### Task requirements
Please copy the items from the line that contains "of the black" through the last item, substituting "laughing woman" for "smiling woman" and leaving everything else as it is.
###
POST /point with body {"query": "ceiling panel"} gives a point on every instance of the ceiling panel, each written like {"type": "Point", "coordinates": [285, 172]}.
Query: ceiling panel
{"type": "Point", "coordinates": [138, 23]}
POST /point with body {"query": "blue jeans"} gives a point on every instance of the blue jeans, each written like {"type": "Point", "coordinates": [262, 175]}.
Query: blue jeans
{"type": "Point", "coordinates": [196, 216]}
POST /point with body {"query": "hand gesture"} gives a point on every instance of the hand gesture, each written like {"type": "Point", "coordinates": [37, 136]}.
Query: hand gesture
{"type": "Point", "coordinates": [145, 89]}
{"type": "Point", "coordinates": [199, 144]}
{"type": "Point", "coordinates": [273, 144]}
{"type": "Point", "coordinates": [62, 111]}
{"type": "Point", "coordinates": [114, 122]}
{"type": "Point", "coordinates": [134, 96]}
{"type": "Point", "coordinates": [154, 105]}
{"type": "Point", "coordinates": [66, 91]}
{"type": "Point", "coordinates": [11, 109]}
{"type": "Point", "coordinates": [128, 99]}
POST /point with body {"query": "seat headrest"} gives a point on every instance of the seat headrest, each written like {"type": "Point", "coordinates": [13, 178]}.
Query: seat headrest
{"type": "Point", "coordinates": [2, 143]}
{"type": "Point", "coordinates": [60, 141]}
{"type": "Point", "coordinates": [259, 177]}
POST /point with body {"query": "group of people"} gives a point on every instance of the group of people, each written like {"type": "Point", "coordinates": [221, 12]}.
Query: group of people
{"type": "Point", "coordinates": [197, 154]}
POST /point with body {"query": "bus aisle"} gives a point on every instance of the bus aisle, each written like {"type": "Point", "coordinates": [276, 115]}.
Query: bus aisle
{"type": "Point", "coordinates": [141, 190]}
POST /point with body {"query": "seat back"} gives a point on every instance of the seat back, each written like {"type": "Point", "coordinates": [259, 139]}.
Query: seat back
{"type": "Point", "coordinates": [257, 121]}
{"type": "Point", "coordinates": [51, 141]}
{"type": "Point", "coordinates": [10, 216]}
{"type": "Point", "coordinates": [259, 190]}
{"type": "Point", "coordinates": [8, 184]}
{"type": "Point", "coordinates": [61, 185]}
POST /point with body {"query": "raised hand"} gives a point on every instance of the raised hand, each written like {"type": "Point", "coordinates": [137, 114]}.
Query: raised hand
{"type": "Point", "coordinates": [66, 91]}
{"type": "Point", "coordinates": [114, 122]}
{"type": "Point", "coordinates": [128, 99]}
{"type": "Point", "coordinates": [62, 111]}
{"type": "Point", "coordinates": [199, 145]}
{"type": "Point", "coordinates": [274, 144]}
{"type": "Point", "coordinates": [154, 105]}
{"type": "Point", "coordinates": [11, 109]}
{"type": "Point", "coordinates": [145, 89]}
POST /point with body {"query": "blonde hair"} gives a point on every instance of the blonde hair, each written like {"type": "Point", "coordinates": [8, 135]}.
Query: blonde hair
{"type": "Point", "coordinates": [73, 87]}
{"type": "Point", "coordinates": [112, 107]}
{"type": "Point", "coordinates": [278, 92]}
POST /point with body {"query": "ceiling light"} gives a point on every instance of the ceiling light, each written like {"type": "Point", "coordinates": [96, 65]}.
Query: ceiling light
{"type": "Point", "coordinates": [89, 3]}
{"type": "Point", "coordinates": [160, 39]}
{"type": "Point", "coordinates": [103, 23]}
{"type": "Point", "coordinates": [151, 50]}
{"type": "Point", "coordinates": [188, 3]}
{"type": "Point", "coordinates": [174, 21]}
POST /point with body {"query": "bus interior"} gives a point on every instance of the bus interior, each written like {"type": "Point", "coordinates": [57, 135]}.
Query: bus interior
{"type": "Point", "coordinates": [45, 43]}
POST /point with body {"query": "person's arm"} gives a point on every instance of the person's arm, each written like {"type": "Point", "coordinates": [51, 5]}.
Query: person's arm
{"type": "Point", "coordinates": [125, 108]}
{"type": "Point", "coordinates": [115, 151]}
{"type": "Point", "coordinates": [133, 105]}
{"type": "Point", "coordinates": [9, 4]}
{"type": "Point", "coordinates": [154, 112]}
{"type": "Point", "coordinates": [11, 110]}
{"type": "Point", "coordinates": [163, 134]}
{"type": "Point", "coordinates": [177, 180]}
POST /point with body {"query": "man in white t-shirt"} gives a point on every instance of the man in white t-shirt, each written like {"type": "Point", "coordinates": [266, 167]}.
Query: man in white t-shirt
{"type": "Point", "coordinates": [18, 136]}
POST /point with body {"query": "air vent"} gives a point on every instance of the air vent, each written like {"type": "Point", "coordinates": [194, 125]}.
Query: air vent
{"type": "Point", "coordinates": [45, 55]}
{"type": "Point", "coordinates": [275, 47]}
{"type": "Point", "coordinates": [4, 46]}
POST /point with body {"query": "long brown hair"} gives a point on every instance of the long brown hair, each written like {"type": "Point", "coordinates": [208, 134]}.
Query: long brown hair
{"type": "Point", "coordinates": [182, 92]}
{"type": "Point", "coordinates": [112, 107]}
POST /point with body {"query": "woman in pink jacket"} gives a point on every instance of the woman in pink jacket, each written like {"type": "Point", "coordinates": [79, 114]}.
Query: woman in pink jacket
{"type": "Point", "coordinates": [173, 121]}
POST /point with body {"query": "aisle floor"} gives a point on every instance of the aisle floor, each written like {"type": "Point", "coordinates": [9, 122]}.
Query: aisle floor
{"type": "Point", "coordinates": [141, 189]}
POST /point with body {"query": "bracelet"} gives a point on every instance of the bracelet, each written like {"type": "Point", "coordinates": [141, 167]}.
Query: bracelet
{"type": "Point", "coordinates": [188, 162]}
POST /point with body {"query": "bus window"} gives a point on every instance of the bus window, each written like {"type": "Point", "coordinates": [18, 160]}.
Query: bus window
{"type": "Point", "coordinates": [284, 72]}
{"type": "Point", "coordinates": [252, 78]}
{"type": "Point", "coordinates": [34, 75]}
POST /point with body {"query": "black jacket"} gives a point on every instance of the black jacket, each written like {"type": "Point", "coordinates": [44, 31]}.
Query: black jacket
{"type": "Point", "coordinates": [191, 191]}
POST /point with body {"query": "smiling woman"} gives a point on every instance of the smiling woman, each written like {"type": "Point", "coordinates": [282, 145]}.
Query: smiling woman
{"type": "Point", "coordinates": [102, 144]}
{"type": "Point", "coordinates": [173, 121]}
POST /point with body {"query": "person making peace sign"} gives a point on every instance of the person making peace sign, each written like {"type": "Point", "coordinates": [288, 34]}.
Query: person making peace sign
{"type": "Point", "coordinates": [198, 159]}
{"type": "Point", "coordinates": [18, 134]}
###
### Exercise solution
POST /point with body {"query": "black jacket"} gives a point on every instance of the black jacket, each written like {"type": "Point", "coordinates": [44, 31]}.
Query: black jacket
{"type": "Point", "coordinates": [191, 191]}
POST /point with body {"query": "laughing woman"} gives a point on every instance of the laughing woman, each written like {"type": "Point", "coordinates": [282, 145]}.
Query: laughing woman
{"type": "Point", "coordinates": [102, 144]}
{"type": "Point", "coordinates": [173, 121]}
POST /point with body {"query": "person making peace sign"} gives a point on every instance of the person making peace sign, each written like {"type": "Point", "coordinates": [288, 34]}.
Query: person making peace sign
{"type": "Point", "coordinates": [198, 159]}
{"type": "Point", "coordinates": [18, 134]}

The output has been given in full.